(Object point labels)
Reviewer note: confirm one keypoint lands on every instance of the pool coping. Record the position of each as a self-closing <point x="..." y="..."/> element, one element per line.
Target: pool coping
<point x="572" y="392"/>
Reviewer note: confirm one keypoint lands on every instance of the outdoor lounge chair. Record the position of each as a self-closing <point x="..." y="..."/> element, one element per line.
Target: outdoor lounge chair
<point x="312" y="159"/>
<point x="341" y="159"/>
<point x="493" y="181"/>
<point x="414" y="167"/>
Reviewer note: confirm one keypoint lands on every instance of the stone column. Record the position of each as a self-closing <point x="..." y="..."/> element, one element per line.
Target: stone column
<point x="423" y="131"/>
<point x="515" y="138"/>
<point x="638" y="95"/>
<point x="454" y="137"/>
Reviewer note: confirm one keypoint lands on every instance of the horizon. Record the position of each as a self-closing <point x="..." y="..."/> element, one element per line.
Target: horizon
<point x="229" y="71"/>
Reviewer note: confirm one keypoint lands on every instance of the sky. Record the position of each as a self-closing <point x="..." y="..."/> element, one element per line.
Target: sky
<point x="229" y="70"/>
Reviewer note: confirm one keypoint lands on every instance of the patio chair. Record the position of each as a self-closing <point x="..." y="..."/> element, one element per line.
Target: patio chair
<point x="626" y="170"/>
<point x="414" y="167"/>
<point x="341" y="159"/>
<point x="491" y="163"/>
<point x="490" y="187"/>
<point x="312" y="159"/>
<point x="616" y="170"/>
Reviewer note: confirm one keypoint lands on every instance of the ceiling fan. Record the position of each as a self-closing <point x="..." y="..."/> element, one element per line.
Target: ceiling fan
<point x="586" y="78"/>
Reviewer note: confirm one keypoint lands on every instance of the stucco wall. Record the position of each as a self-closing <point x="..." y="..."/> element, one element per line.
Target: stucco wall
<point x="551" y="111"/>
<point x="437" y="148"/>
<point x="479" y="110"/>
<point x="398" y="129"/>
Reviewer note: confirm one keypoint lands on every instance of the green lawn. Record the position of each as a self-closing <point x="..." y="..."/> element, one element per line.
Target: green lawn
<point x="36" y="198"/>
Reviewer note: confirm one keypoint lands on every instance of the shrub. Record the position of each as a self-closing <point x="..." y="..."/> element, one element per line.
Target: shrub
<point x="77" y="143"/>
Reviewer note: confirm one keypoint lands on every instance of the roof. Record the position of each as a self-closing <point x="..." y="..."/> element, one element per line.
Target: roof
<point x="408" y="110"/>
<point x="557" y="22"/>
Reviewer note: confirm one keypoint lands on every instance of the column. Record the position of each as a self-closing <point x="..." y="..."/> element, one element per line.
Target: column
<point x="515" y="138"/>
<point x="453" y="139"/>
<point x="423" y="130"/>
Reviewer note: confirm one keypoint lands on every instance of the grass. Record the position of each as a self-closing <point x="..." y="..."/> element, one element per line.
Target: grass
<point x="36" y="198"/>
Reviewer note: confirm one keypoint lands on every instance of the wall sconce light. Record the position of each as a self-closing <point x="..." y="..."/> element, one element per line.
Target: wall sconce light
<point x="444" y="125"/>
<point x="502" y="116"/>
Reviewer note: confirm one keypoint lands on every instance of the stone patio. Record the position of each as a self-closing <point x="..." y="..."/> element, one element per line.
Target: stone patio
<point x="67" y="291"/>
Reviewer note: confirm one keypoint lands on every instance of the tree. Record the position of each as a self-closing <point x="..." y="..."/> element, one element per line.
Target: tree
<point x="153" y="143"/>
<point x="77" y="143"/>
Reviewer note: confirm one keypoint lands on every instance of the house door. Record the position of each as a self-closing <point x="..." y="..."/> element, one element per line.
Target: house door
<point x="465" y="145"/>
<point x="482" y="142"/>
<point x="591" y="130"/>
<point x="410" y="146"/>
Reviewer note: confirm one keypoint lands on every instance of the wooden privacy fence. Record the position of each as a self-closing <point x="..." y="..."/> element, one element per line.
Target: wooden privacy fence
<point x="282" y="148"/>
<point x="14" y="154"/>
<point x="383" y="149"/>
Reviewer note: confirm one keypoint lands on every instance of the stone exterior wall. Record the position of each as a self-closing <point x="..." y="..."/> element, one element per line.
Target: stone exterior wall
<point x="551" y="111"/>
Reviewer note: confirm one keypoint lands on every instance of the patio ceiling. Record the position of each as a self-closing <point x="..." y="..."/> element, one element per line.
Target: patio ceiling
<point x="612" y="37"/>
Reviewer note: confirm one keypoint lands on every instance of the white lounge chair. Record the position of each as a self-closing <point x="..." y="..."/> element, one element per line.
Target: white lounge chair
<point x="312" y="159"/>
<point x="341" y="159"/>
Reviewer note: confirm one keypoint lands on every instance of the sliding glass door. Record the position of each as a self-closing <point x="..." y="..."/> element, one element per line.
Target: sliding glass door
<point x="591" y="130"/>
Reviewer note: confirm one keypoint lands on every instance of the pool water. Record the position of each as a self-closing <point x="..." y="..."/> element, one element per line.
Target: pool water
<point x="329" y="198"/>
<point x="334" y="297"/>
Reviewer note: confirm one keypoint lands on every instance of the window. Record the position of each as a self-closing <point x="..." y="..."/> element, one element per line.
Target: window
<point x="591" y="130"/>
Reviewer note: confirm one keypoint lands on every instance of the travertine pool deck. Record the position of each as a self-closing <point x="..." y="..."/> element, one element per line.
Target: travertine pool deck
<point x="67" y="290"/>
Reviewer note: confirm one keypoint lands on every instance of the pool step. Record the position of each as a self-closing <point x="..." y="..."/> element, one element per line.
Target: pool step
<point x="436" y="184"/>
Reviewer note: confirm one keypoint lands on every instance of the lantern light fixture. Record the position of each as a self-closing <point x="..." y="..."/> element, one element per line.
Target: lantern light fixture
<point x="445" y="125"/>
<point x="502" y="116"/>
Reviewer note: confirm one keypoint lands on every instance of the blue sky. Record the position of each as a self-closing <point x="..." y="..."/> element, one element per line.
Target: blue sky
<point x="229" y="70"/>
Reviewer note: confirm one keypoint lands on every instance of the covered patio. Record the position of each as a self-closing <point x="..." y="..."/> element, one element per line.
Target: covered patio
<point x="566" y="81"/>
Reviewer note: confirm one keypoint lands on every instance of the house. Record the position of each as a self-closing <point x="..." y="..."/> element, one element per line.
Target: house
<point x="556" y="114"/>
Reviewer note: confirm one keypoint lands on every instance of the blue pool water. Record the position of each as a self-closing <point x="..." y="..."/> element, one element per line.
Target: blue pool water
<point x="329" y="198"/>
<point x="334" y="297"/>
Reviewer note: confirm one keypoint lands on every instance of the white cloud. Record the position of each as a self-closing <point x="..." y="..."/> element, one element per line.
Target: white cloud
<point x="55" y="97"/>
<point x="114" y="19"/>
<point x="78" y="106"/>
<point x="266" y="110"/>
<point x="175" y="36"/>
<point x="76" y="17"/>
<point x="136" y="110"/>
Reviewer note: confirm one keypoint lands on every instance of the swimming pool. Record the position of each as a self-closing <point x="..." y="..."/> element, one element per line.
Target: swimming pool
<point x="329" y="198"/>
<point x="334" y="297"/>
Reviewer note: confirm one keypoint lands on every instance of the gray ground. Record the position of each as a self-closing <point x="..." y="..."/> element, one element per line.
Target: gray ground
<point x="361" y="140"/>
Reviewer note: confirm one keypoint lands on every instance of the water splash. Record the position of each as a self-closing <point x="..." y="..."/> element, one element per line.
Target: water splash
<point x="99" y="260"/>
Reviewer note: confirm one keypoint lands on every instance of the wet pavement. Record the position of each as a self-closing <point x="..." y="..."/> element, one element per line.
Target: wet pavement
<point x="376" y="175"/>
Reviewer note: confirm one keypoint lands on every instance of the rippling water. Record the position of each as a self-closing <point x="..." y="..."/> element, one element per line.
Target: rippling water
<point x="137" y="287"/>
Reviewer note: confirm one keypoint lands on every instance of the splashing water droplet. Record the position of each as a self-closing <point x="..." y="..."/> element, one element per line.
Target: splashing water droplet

→ Directions for this task:
Output as a JSON list of strings, one string per line and blank lines omitted, the rows from the line containing "of the splashing" through the end of the rows, both ends included.

→ Task output:
[
  "Reviewer note: confirm one keypoint lands on every instance of the splashing water droplet. Record the position of each as a self-closing <point x=\"...\" y=\"...\"/> element, one element per line.",
  "Target: splashing water droplet"
]